Text provided:
####################

Cash crisis bites deep into staff pay rises

Lecturers' union survey shows that three-quarters of principals have failed to pay the full recommended increase and one in 10 have offered nothing at all. Ben Russell reports.

Only one in four principals has awarded the full rise recommended for lecturers in the national college pay talks, research by union leaders revealed this week.

And more than one in 10 colleges said they were too hard up to give staff any sort of increase, according to the survey by lecturers' union NATFHE.

But a third of colleges were waiting for student enrolment figures to become clear before deciding on lecturers' pay.

The union surveyed 127 colleges, about a third of the FE sector.

It found 15 per cent were planning to exceed the recommended 2.5 per cent pay rise negotiated with the Association of Colleges earlier this year. Most offers were below the national rise.

But the survey also shows uncertainty in cash-strapped institutions, struggling to cope with the consequences of a cut in cash for expansion imposed by the last Government in January.

NATFHE negotiating secretary Sue Berryman said: "Some 60 per cent of FE colleges are now in deficit. It's hardly surprising that most of them just can't make further efficiency gains to finance pay settlements.

"Time is running out. Unless money can be found for decent pay awards, colleges will be unable to recruit and retain lecturers of the calibre needed to deliver a high quality education.

"High hopes are being pinned on colleges to widen participation in learning and assist the unemployed back to work. It would be a tragedy if the highly skilled teachers were just not there to fulfil those aspirations."

####################

Short task 1: According to the article on college pay, how many colleges did the union survey?
Short task 2: Repeat the part of the article on college pay that runs from "Cash crisis bites" up to and including "revealed this week.".
The listing after the article on college pay is not needed for this work.

Dataset extract:

####################

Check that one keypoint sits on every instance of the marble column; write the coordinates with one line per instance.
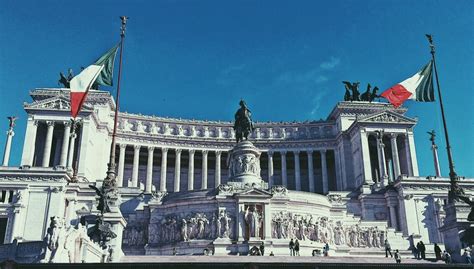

####################

Correct response 1: The union surveyed 127 colleges, about a third of the FE sector.

Correct response 2:
Cash crisis bites deep into staff pay rises

Lecturers' union survey shows that three-quarters of principals have failed to pay the full recommended increase and one in 10 have offered nothing at all. Ben Russell reports.

Only one in four principals has awarded the full rise recommended for lecturers in the national college pay talks, research by union leaders revealed this week.